(Dataset excerpts on object pointing)

↓↓↓

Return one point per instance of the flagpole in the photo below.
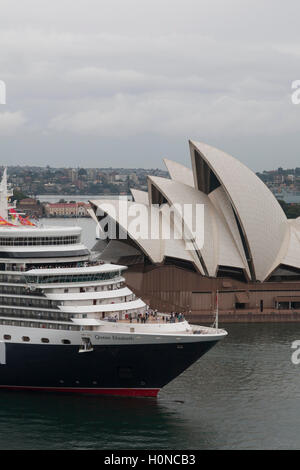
(217, 310)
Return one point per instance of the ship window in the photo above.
(125, 373)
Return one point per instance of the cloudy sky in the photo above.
(128, 82)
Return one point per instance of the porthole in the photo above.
(66, 341)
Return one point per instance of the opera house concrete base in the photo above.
(170, 288)
(250, 254)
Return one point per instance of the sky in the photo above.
(125, 83)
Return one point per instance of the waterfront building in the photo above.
(250, 254)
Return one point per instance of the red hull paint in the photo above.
(121, 392)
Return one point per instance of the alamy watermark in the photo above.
(296, 94)
(2, 92)
(124, 219)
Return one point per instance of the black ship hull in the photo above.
(125, 370)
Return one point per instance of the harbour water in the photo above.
(243, 394)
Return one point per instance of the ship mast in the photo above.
(4, 196)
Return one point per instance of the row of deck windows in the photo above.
(35, 314)
(36, 241)
(51, 326)
(28, 302)
(26, 339)
(90, 277)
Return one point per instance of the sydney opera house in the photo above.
(247, 257)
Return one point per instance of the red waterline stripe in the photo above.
(123, 392)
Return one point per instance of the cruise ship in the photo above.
(70, 324)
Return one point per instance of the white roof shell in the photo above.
(244, 225)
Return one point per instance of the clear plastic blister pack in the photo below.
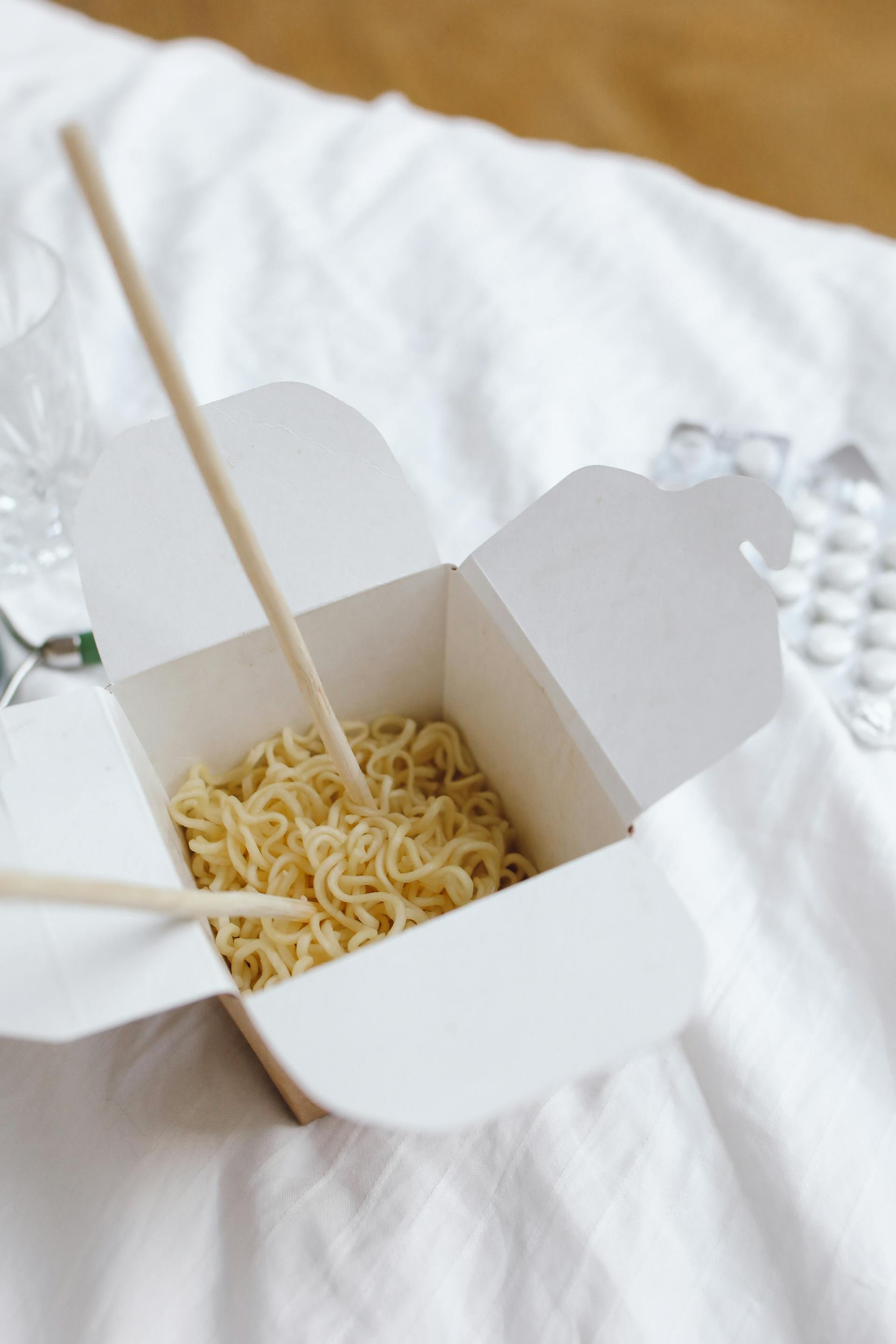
(837, 596)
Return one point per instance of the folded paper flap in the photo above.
(80, 798)
(496, 1004)
(328, 500)
(655, 636)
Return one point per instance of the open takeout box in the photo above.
(600, 650)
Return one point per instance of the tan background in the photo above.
(791, 103)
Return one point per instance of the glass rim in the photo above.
(56, 260)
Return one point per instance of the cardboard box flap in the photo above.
(78, 796)
(495, 1004)
(331, 506)
(651, 632)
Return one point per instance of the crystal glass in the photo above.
(48, 441)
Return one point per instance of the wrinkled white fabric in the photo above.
(504, 312)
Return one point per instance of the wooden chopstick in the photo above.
(100, 891)
(210, 463)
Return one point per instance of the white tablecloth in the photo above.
(504, 312)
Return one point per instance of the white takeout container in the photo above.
(598, 651)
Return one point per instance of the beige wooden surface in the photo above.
(791, 103)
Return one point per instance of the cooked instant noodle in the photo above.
(281, 824)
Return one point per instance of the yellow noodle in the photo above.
(280, 823)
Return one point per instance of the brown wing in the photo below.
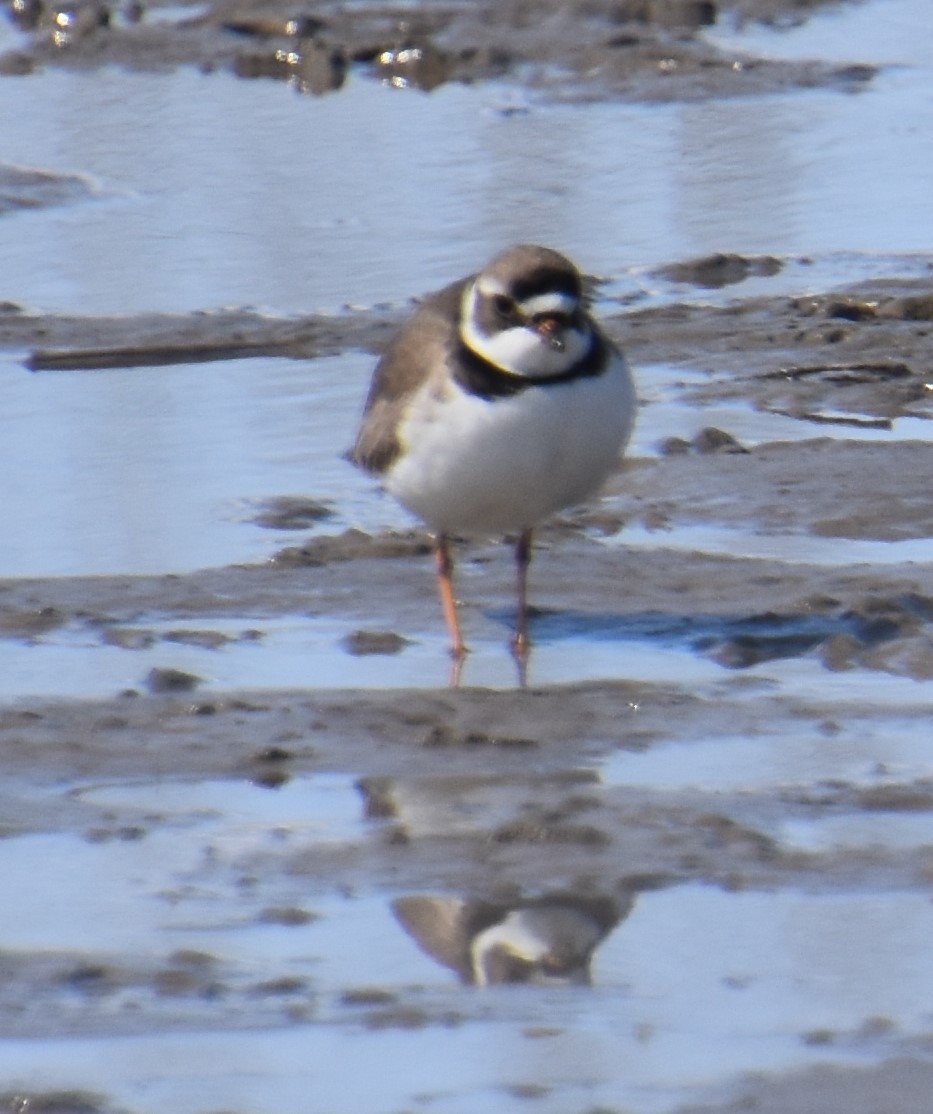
(444, 927)
(420, 347)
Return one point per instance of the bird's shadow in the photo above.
(735, 642)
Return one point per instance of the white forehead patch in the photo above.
(489, 286)
(520, 350)
(555, 302)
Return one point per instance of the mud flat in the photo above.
(218, 783)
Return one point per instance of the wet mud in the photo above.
(786, 582)
(641, 49)
(497, 797)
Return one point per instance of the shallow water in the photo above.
(244, 193)
(215, 202)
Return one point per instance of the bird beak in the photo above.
(550, 328)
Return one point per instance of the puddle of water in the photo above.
(164, 871)
(862, 831)
(868, 754)
(762, 970)
(160, 469)
(198, 214)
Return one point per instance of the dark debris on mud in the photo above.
(644, 49)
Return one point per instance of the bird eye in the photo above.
(503, 305)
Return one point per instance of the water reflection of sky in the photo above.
(246, 193)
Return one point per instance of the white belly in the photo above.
(473, 466)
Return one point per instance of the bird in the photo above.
(499, 402)
(548, 940)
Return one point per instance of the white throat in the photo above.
(521, 350)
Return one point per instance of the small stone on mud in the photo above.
(361, 643)
(443, 735)
(709, 440)
(287, 916)
(172, 681)
(292, 512)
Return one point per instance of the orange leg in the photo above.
(521, 642)
(444, 563)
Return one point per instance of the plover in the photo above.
(498, 403)
(549, 940)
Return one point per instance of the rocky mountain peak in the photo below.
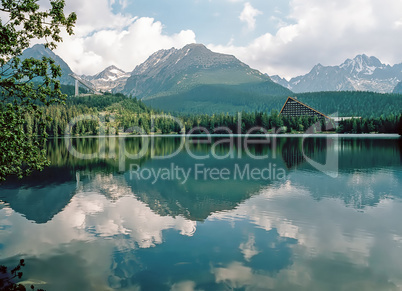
(361, 64)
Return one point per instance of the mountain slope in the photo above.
(38, 51)
(363, 73)
(398, 88)
(108, 79)
(177, 71)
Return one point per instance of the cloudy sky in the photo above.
(285, 37)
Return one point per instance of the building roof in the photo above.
(294, 107)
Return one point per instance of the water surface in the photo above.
(96, 224)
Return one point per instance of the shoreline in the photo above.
(304, 135)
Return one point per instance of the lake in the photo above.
(181, 213)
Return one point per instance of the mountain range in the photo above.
(362, 73)
(195, 71)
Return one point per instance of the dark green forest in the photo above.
(214, 99)
(110, 114)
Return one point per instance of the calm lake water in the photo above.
(209, 217)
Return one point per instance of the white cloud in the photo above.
(248, 15)
(103, 38)
(325, 32)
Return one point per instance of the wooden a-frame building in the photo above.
(294, 107)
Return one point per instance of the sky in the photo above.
(277, 37)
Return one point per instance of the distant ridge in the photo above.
(177, 71)
(362, 73)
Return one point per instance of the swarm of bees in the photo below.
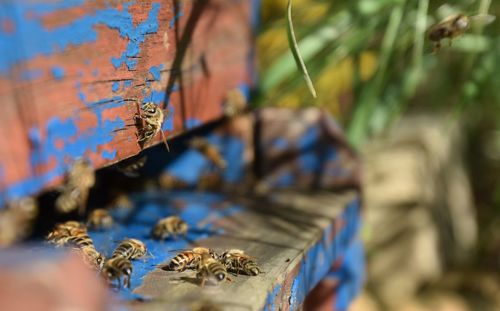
(212, 267)
(149, 120)
(74, 193)
(100, 219)
(454, 26)
(120, 265)
(169, 226)
(74, 234)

↑↑↑

** Stated goal **
All records above are to be printed exactly, minus the pictures they contain.

** The completed task **
Return one point per instance of the flagpole in the photo below.
(217, 310)
Return one point per instance of the ship window in the photo above.
(125, 373)
Return one point per instance of the cloudy sky in the photo above.
(128, 82)
Return one point per instance of the porthole in the photo above.
(66, 341)
Return one point per instance of the opera house concrete base in the photo above.
(170, 288)
(250, 254)
Return one point per instance of the sky in the photo above.
(125, 83)
Return one point per instance of the waterfront building in the photo above.
(250, 254)
Return one point per instance of the red hull paint in the photo above.
(121, 392)
Return one point per instance of the alamy watermark in the photo above.
(296, 94)
(2, 92)
(124, 219)
Return one point per instance of the black ship hull in the photo above.
(125, 370)
Return one point per instance of the harbour water in the photo above.
(243, 394)
Return one point per instance of the ship mast in the photo above.
(4, 196)
Return one point per instance of the row of deck windows in the photo above.
(35, 314)
(36, 241)
(51, 326)
(28, 302)
(26, 339)
(90, 277)
Return one point per instance of the sydney opera house in the photo above.
(247, 257)
Return one point per instance of the red waterline stripe in the photo above.
(123, 392)
Return one point per instance of the cruise ship in the photo above.
(70, 324)
Return one point per instance of the white roof shell in the photo above.
(244, 225)
Return one point per instance of the clear plastic blister pack in the photo below.
(837, 596)
Return one point per instance of the folded paper flap in the photo above.
(80, 798)
(496, 1004)
(328, 500)
(655, 636)
Return one point per instance of the open takeout box in the photo above.
(600, 650)
Return one point per instance of the tan background in the photo above.
(791, 103)
Return one point per instance of the glass rim in the photo above.
(56, 260)
Return one point per instance of the cardboard box flap in the photo above.
(78, 796)
(495, 1004)
(331, 506)
(651, 632)
Return one point per instance of the crystal glass in the photo above.
(48, 441)
Return one point per instance of the wrinkled white fabric in the photo above.
(504, 312)
Return one point per instance of the wooden chopstick in the photo above.
(100, 891)
(210, 463)
Return one point per instance of the white tablecloth in the photo above.
(504, 312)
Return one point per instance of the white takeout container in the photo above.
(598, 651)
Return one point per instance of the beige wooden surface in the photo above.
(791, 103)
Return one point per instance of the cooked instant noodle in the photo above.
(281, 824)
Return one point per instance of the yellow noodle in the photo above.
(280, 823)
Return one point per instance of the brown wing in the photo below.
(444, 927)
(420, 347)
Return one point per instance of the bird's shadow in the photo above.
(735, 642)
Return one point per instance of the white forehead patch in the photo above.
(489, 286)
(520, 350)
(555, 302)
Return one point per instance of the mud flat in the photo above.
(218, 783)
Return one point per instance of the wet mud in the photo above.
(786, 582)
(641, 49)
(497, 797)
Return one point per instance of the shallow water in the photo above.
(244, 193)
(215, 202)
Return one point per instance of the bird beak in the photo above.
(550, 328)
Return one point per instance of the puddle of water in the photo above.
(164, 871)
(862, 831)
(868, 754)
(762, 970)
(160, 469)
(198, 214)
Return one point per instance of the dark debris on mud in the photo above.
(644, 49)
Return one point per instance of the bird eye in the photo above.
(503, 305)
Return one point per instance of the water reflection of sky in the photo above.
(246, 193)
Return one point per instance of the white belly in the photo above.
(473, 466)
Return one point per instance of the bird in the photo above.
(499, 402)
(548, 940)
Return one point per instance of the white throat in the photo above.
(521, 350)
Return one point per instance of the small stone on mud in the photo above.
(361, 643)
(443, 735)
(709, 440)
(287, 916)
(172, 681)
(292, 512)
Return one point per instance of the orange leg in the photo above.
(521, 642)
(444, 563)
Return one point per instance of the plover in the photo above.
(498, 403)
(549, 940)
Return one point per instance of the rocky mountain peak in the photo below.
(361, 64)
Return one point per instance of the mountain slope in the photo above.
(38, 51)
(363, 73)
(398, 88)
(108, 79)
(177, 71)
Return one point per instance of the cloudy sky in the photo above.
(285, 37)
Return one point per instance of the building roof in the photo above.
(294, 107)
Return one point per instance of the water surface in the photo above.
(96, 224)
Return one point per instance of the shoreline in the photo above.
(304, 135)
Return one point per instance of the lake in the photo above.
(181, 213)
Return one point per instance of the mountain range in the photo above.
(362, 73)
(195, 71)
Return one point per instance of the dark green forest in the photo above.
(214, 99)
(110, 114)
Return one point per instance of the calm lake water in the photo above.
(209, 217)
Return one point per instance of the white cloud in the photo above.
(248, 15)
(103, 38)
(325, 32)
Return one point per instance of the wooden a-frame building in the photo above.
(294, 107)
Return one point per instance of the sky in the photo above.
(277, 37)
Return one point per instance of the distant ridge in the photo above.
(177, 71)
(362, 73)
Return one point per instance of the swarm of bees in the photo below.
(212, 267)
(149, 120)
(74, 193)
(100, 219)
(454, 26)
(120, 265)
(169, 226)
(74, 234)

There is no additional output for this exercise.